* _SOURCE DOCUMENT_:

"""

# *Might be getting another fur-family member soon*



## *heather* (Jul 30, 2009)

Very exciting news!! Briards are very cool dogs!! Happy puppy searching!


----------



## ArreauStandardPoodle (Sep 1, 2009)

I am not trying to rain on your parade and wish you all the best in your venture, but I too was attraced to them, until I heard how remarkably hard headed they are as a rule. When the guy does the commentary for Westminster, he always talks about their strong will, and how important it is that their owners are equally strong willed. Then in Dogs In Canada, they have a section called Breedlines, and there are write ups about the breed standards, temperaments, etc., and they also mentioned how hard headed and strong willed they are. I have changed my mind. Love their ears though!!!!


----------



## Aidan (Mar 4, 2009)

Oh I have heard that as well! I have already talked with Redyre Rottwielers they are nearby and the breeder is active in the Salisbury Kennel Club training nights and invited me to come out for their weekly meetings as well as the training nights they have weekly..so if I end up getting a Briard pup he will be having training right away and plenty of socialization.

My German Shepherd is pretty head strong and i've found her to be managable.


----------



## ArreauStandardPoodle (Sep 1, 2009)

Aidan said:


> Oh I have heard that as well! I have already talked with Redyre Rottwielers they are nearby and the breeder is active in the Salisbury Kennel Club training nights and invited me to come out for their weekly meetings as well as the training nights they have weekly..so if I end up getting a Briard pup he will be having training right away and plenty of socialization.
> 
> My German Shepherd is pretty head strong and i've found her to be managable.


Well, if you have already worked things out with one strong willed dog, you will likely be good to go with another. The early training is a good idea too!! Best of luck with your new addition.


----------



## Fluffyspoos (Aug 11, 2009)

Their ears are so awesome, are you going for the cropped or natural look? What color are you hoping for? Good luck with your puppy!

One thing.. your breeders page keeps minimizing my browser and it's absolutely obnoxious :doh:


----------



## Aidan (Mar 4, 2009)

I kind of like the look of the black Briards but im hoping for the tawny/brown with the darker beard.

I just think black coats look wonderful if well maintained, they always look so shiny and glossy.

She will crop the ears before they go to their homes unless I ask her not to. I'm kind of torn on the issue, i love the cropped look.. those ears are just amazing but I also don't like the thought of a puppy going through the pain. I'm not going to be showing so once I meet the breeder I'll see what she suggests.

Oh and yea it does that to my browser as well...I wish she'd fix it. Perhaps I should offer to maintain her website for a discount on a puppy!


----------



## Moxie (Jan 25, 2010)

Aidan said:


> I kind of like the look of the black Briards but im hoping for the tawny/brown with the darker beard.
> 
> I just think black coats look wonderful if well maintained, they always look so shiny and glossy.
> 
> ...


Well,I would consider that type of offer!!LOL My web site person is not reliable at all and it is driving me nutz!:doh:


----------

"""

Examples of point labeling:

"""

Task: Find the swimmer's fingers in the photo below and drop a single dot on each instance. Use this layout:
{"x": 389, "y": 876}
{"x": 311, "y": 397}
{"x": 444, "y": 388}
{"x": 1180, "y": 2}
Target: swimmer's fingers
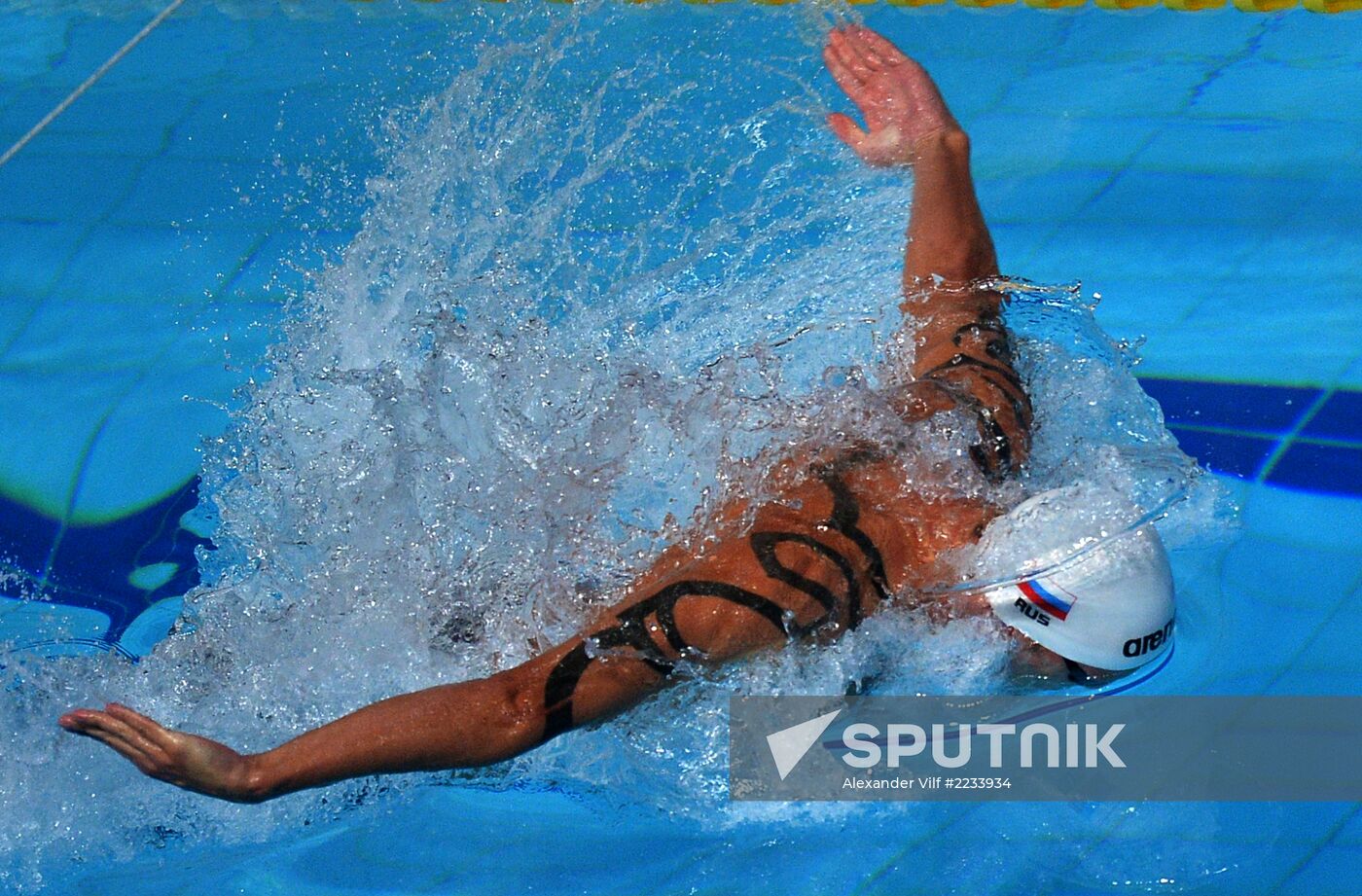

"""

* _DIRECTIVES_:
(A) Translate this sentence from the Briard forum thread into Spanish: "I'm not going to be showing so once I meet the breeder I'll see what she suggests."
(B) Reproduce the passage of the Briard forum thread between "Well, if you" and "your new addition.", inclusive, word for word.

* _RESULTS BY TASK_:
(A) No voy a participar en exposiciones, así que cuando conozca a la criadora veré qué me sugiere.

(B)
Well, if you have already worked things out with one strong willed dog, you will likely be good to go with another. The early training is a good idea too!! Best of luck with your new addition.